What to do –
1 - In the CSVDataStore optimization text, reproduce the passage starting at "Query query = new" and ending at "modified without side-effect)".
2 - Answer these questions using the CSVDataStore optimization text:
(a) What method do clients call to find out which hints are supported?
(b) What tolerance value is passed to the CurvedGeometryFactory in the code example?
(c) Which hint key is used in the hints.put call?
3 - List every class name that appears in the code example of the CSVDataStore optimization text.

Selected excerpt –
[START]

Optimization

In this part we will explore several Optimization techniques for CSVDataStore.

Query Hints

The GeoTools Hints system can be used to configure a DataStore for use by an application. This is often done to speed things up by providing the Factories that the DataStore will use during the course of its operation.

As an example a CurvedGeoemtryFactory with a specific tolerance can be passed in to aid in parsing WKT containing arcs:

Query query = new Query( typeName );
Hints hints = new Hints();
hints.put( Hints.JTS_GEOMETRY_FACTORY, new CurvedGeometryFactory( 0.005 ) );
query.setHints(hints);
SimpleFeatureCollection features = featureSource.getFeatures( query );

To interactively discover what hints are supported clients call FeatureSource.getSupportedHints().

At the time of writing the following hints are supported:

  • Hints.FEATURE_DETACHED: indicates returned features are a copy (can can be modified without side-effect)

[END]

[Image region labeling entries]
[START]

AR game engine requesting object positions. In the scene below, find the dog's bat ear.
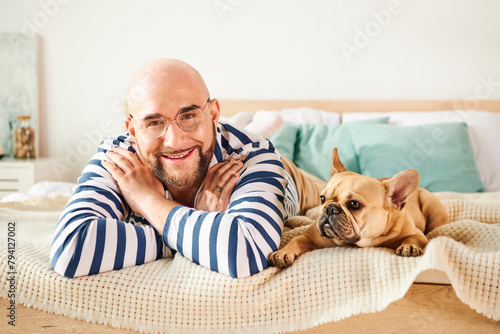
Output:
[330,147,347,176]
[383,169,420,210]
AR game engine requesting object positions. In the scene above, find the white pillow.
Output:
[28,181,77,196]
[342,110,500,191]
[220,108,340,138]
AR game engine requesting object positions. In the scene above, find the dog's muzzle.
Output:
[317,203,360,243]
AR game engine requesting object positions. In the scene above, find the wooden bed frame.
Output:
[0,99,500,334]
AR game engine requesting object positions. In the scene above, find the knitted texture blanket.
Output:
[0,192,500,333]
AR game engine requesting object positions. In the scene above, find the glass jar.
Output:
[14,115,35,158]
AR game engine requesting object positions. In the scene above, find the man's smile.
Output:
[161,147,195,163]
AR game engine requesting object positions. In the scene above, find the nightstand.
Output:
[0,158,59,198]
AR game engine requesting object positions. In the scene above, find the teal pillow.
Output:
[351,123,484,192]
[270,117,389,181]
[269,123,300,161]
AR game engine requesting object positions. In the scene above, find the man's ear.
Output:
[382,169,420,210]
[330,147,347,176]
[209,99,220,127]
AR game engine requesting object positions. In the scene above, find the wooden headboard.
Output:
[220,99,500,117]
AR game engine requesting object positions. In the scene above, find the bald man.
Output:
[50,59,321,278]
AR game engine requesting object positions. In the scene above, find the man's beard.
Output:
[139,123,217,187]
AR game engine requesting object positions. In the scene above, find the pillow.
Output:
[351,123,484,192]
[342,110,500,191]
[270,117,389,181]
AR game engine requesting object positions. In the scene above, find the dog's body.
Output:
[269,149,449,267]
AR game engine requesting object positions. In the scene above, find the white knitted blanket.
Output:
[0,192,500,333]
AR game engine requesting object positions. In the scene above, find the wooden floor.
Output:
[0,284,500,334]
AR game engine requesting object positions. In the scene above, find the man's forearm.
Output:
[141,194,180,235]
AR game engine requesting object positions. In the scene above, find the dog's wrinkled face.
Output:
[317,172,393,247]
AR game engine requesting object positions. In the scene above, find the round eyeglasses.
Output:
[129,98,212,139]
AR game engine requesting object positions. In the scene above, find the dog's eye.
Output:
[347,201,363,210]
[319,195,325,204]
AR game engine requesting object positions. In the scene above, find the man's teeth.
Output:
[165,151,191,159]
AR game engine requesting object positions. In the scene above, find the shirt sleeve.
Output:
[50,136,171,277]
[163,147,287,278]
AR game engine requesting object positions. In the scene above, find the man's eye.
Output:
[347,201,363,210]
[145,119,164,128]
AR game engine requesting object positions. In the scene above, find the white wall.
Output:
[0,0,500,180]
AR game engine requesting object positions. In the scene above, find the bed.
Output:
[0,99,500,333]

[END]

Worked solutions –
1 -
Query query = new Query( typeName );
Hints hints = new Hints();
hints.put( Hints.JTS_GEOMETRY_FACTORY, new CurvedGeometryFactory( 0.005 ) );
query.setHints(hints);
SimpleFeatureCollection features = featureSource.getFeatures( query );

To interactively discover what hints are supported clients call FeatureSource.getSupportedHints().

At the time of writing the following hints are supported:

  • Hints.FEATURE_DETACHED: indicates returned features are a copy (can can be modified without side-effect)

2 -
(a) FeatureSource.getSupportedHints()
(b) 0.005
(c) Hints.JTS_GEOMETRY_FACTORY

3 -
Query
Hints
CurvedGeometryFactory
SimpleFeatureCollection